● READING TEXT
# Low Tech 55 gallon



## Greg Stephens (Sep 30, 2006)

Stats;

55 gallon
XP4 filtration
2- 40 watt T10 life glo's
3 series Koralia power head on timer
Home made automatic water changer

Plants;

Java Fern
Java moss
Anubias
Singapore moss

Fish;

Black P
Otto's <<while they last>>
Snail's




























Opinions welcome.

Greg


----------



## notaverage (Sep 10, 2005)

Is that a Java Fern wall?

I like it!
Good job.

How did you attached the back wall? Suction cups?


----------



## Greg Stephens (Sep 30, 2006)

notaverage said:


> Is that a Java Fern wall?
> 
> I like it!
> Good job.
> ...


It is a Singapore moss wall in the works!

And yeah I got the 1/2 black PVC chick wire at Home Depot and am using suction cups to keep it in place.


----------



## blackandgold4ever05 (Jun 5, 2008)

That is pretty awesome. I'd like to see it when it grows in more.


----------



## razorback182 (Apr 27, 2008)

nice wall man! i'm jealous!


----------



## Trigga (Jul 1, 2006)

thats amazing dude great aquascaping


----------



## ssunnylee24 (Jan 10, 2008)

cool tank bro. how do u have 2 lights bulbs? i have a 55g too but i can only use 1 light bulb w the tank cover that came w the tank.


----------



## Greg Stephens (Sep 30, 2006)

Through the cover away skip the glass tops and get two 4' light fixtures, it will leave just enough room in the back to have a lunar LED and filter stuff enter the tank.


----------



## ssunnylee24 (Jan 10, 2008)

o nice. can u put some pictures of ur lighting setup ?? thanks in advance!


----------



## RedBellyBitches (Dec 19, 2007)

how did u make an automatic water changer? Thats sounds pretty cool


----------



## LS1FDRx7 (Mar 6, 2007)

Wow, that's awesome. Love the Moss wall







How did you make a automatic water changer? Is it some sort of "Drip System"?


----------



## Greg Stephens (Sep 30, 2006)

Sort of an drip I guess, it is a 350 mag return set up as a siphon over flow with a 1/4" water line on a valve.
I just open up the valve and let it roll for about an hour or so twice a day.
I will snap some pics of the water change and light set up this evening and post them.


----------



## Greg Stephens (Sep 30, 2006)

Here is an updated pic.

● STATED EXERCISE A
Transcribe the aquarium thread between "And yeah I got" and "grows in more.", inclusive.
● STATED EXERCISE B
Write the next part of the 55-gallon aquarium thread, picking up after its last post.
The material isn't needed here.

● INFORMATION SUPPLIED
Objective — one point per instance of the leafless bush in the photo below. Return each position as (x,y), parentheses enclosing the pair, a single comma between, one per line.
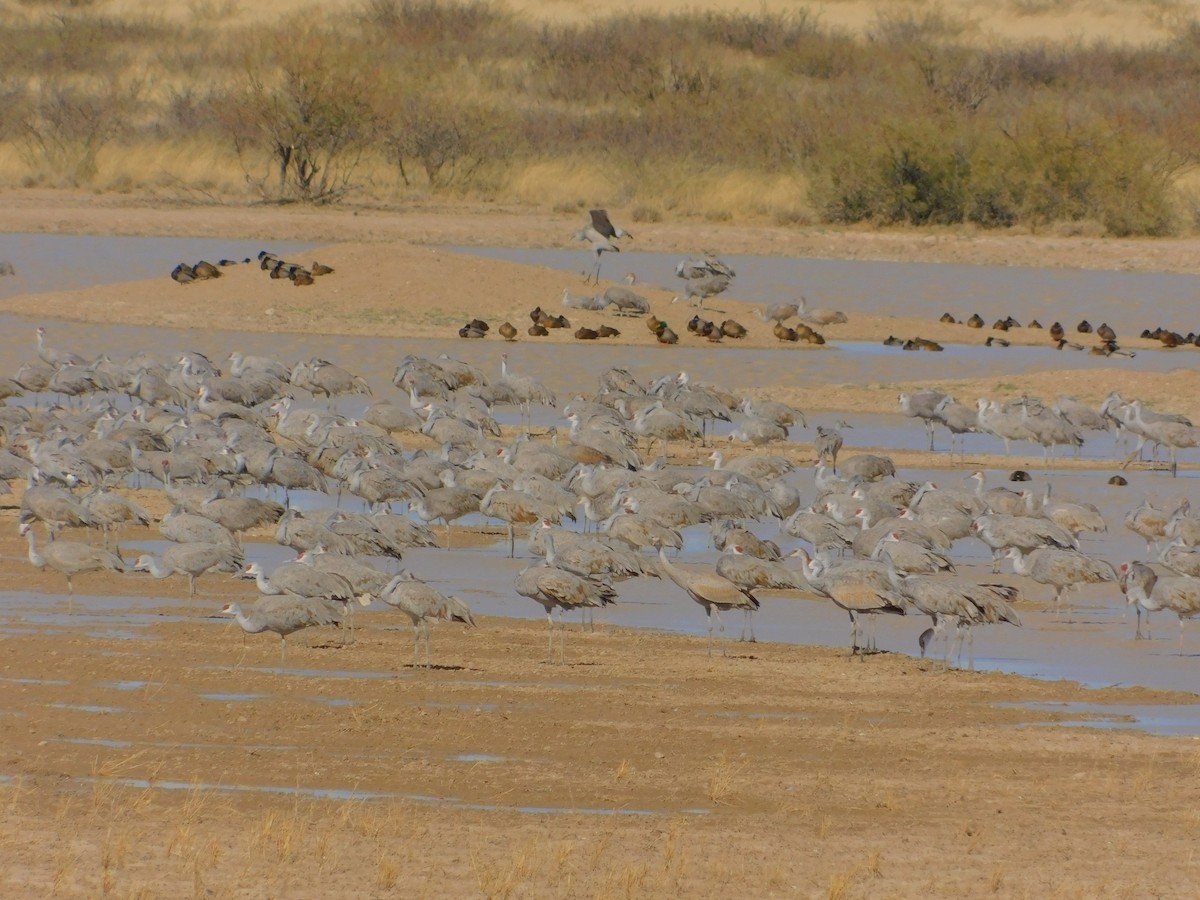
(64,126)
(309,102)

==

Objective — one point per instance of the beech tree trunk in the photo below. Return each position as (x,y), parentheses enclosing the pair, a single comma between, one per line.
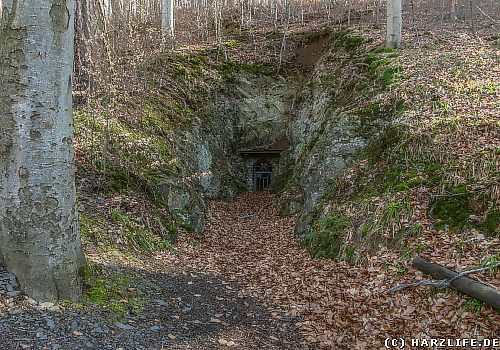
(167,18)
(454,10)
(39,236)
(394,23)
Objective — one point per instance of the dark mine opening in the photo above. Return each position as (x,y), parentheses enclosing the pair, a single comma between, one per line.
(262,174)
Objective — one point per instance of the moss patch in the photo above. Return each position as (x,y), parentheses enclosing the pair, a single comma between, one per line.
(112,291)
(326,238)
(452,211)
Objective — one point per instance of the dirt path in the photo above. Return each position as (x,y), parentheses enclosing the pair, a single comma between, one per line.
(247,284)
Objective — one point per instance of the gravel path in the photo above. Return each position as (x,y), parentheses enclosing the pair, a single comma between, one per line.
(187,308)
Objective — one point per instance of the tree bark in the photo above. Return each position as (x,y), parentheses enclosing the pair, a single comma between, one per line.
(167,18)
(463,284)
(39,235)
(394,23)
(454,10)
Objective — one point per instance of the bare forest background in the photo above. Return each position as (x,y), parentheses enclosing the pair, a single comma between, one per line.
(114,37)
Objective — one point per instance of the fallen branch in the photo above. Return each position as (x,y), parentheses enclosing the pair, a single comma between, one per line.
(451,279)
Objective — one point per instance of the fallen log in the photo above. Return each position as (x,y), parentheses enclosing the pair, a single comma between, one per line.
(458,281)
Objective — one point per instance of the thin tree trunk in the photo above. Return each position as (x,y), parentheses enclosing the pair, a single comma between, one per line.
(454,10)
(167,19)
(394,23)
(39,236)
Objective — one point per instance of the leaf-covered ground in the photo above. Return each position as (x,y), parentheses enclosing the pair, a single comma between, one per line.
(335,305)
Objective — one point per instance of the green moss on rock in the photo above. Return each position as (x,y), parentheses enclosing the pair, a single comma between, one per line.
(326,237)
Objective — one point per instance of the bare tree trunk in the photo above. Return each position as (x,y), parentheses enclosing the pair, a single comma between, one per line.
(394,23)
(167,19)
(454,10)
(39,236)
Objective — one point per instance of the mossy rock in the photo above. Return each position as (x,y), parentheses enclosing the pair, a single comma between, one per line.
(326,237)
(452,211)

● FINAL RESULT A
And yeah I got the 1/2 black PVC chick wire at Home Depot and am using suction cups to keep it in place.


----------



## blackandgold4ever05 (Jun 5, 2008)

That is pretty awesome. I'd like to see it when it grows in more.

● FINAL RESULT B
<<sorry for the crappy pic>>










Pics of the water changer set up.



















Lighting set up!










The moss wall is growing in nicely and over all I am pretty happy with the tank!

Greg


----------



## maknwar (Jul 16, 2007)

looks good. What is on the left on the last pic? Cages? Also can you explain the gutter?


----------



## Greg Stephens (Sep 30, 2006)

maknwar said:


> looks good. What is on the left on the last pic? Cages? Also can you explain the gutter?


LOL
Yeah I keep and breed green tree pythons the tank is in my chondro room.
All the cages are on a mist system and drain into the gutters.


----------



## maknwar (Jul 16, 2007)

nice, wish I was allowed to do that.


----------



## Doktordet (Sep 22, 2006)

pardon my ignorance but how did you get all that moss in the back of the moss wall to stack up like that?


----------



## CLUSTER ONE (Aug 2, 2006)

Doktordet said:


> pardon my ignorance but how did you get all that moss in the back of the moss wall to stack up like that?


You just sandwich the moss between plastic mesh thats the size of the tank. Just spread out the moss under the mesh then wait for it to grow out.


----------



## Doktordet (Sep 22, 2006)

sean-820 said:


> pardon my ignorance but how did you get all that moss in the back of the moss wall to stack up like that?


You just sandwich the moss between plastic mesh thats the size of the tank. Just spread out the moss under the mesh then wait for it to grow out.
[/quote]

so by sandwhich you mean he's using two plastic mesh and the moss in between?


----------



## Bones82 (Sep 15, 2008)

What is growing on the driftwood? Java Moss?


----------



## cueball (May 24, 2005)

whats the mesh back ground for again..?


----------



## Greg Stephens (Sep 30, 2006)

cueball said:


> whats the mesh back ground for again..?


Mesh back ground holds the moss up vertically.

The moss on the drift wood is java.

And yes you need two layers of the black plastic chicken wire too make the moss wall.

Thanks again for the comments and enjoy!


----------



## lo4life (Aug 12, 2008)

Wow impressive tank! Look forward to seeing all the back ground grown in.


----------



## ju5tin95 (Nov 25, 2008)

any updated pics of the tank??


----------



## Greg Stephens (Sep 30, 2006)

Nope no new pic of the tank, in fact I am in the process of reworking it a bit.
I got busy with my snake's breeding projects and let it go a bit.
I am paying dearly for that mistake right now but should have it rescaped and growing in no time.
I will post some pics soon!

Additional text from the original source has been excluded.